**DIRECTIONS FOR THIS TASK**
Write out every record in full, exactly as written, please.

**TASK INPUT**
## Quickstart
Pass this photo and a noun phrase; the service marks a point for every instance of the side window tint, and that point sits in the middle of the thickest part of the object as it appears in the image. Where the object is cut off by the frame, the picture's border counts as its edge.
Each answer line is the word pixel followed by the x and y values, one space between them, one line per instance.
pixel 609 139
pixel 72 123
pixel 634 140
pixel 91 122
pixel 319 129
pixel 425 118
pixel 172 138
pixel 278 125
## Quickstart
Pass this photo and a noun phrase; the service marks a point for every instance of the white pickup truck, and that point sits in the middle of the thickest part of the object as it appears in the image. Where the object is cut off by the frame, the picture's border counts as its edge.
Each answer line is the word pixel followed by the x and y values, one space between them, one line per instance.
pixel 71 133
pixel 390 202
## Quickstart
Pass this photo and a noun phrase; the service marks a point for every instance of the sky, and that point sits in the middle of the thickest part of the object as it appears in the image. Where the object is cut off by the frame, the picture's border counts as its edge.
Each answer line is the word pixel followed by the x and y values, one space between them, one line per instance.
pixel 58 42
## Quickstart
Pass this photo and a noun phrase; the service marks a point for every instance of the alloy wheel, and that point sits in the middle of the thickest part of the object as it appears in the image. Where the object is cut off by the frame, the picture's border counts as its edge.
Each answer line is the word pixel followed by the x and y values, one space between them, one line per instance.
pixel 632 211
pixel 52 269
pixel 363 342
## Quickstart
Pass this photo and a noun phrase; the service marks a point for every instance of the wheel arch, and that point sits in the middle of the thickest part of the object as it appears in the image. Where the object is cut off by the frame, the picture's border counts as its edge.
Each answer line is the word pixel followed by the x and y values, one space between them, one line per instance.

**ANSWER**
## Quickstart
Pass this photo and a noun phrase; the service marks a point for every instance of the side window tint, and that point sits in the middle of the thickest part of the object as it appears in the image. Where the object is cut off by the frame, the picture's border counts as its edge.
Each answer line is the word pixel followed by the x and y values, one space between them, one line per instance.
pixel 609 139
pixel 72 123
pixel 634 140
pixel 91 122
pixel 319 129
pixel 425 118
pixel 172 138
pixel 278 125
## Quickstart
Pass this photo and a noun phrase; the service marks a point for every instance of the white pickup truck, and that point sits in the middle of the thickest part of the object as it appears in the image. Where the object is cut off by the frame, the picture's border counts as its edge.
Each answer line is the word pixel followed by the x and y values, one space between them, one line per instance.
pixel 71 133
pixel 390 202
## Quickstart
Pass this photo and a noun phrase; the service marks a point for every instance of the sky, and that point sits in the middle of the thickest part of the object as it appears in the image. Where the object is cut off by the frame, the picture's border counts as its edge.
Each answer line is the word pixel followed by the x and y values, one space between them, one line per instance.
pixel 58 42
## Quickstart
Pass this photo and a noun phrase; the service marks a point for every instance of the alloy wheel, and that point sits in the middle of the thickest part of the object as it appears in the image. Where the object is cut off by the frame, the picture's border counts as its edge.
Each answer line is the word pixel followed by the x and y values, one space between them, one line per instance.
pixel 632 211
pixel 52 269
pixel 363 342
## Quickstart
Pass this photo and a noun phrase; the service marks a point for every instance of the wheel arch, and that point sits in the middle of the thickest part of the object as it appears in the image. Where the object is cut off by the frame, the picture's border counts as its edge.
Each answer line is the word pixel followed by the x and y values, one space between them, one line per instance.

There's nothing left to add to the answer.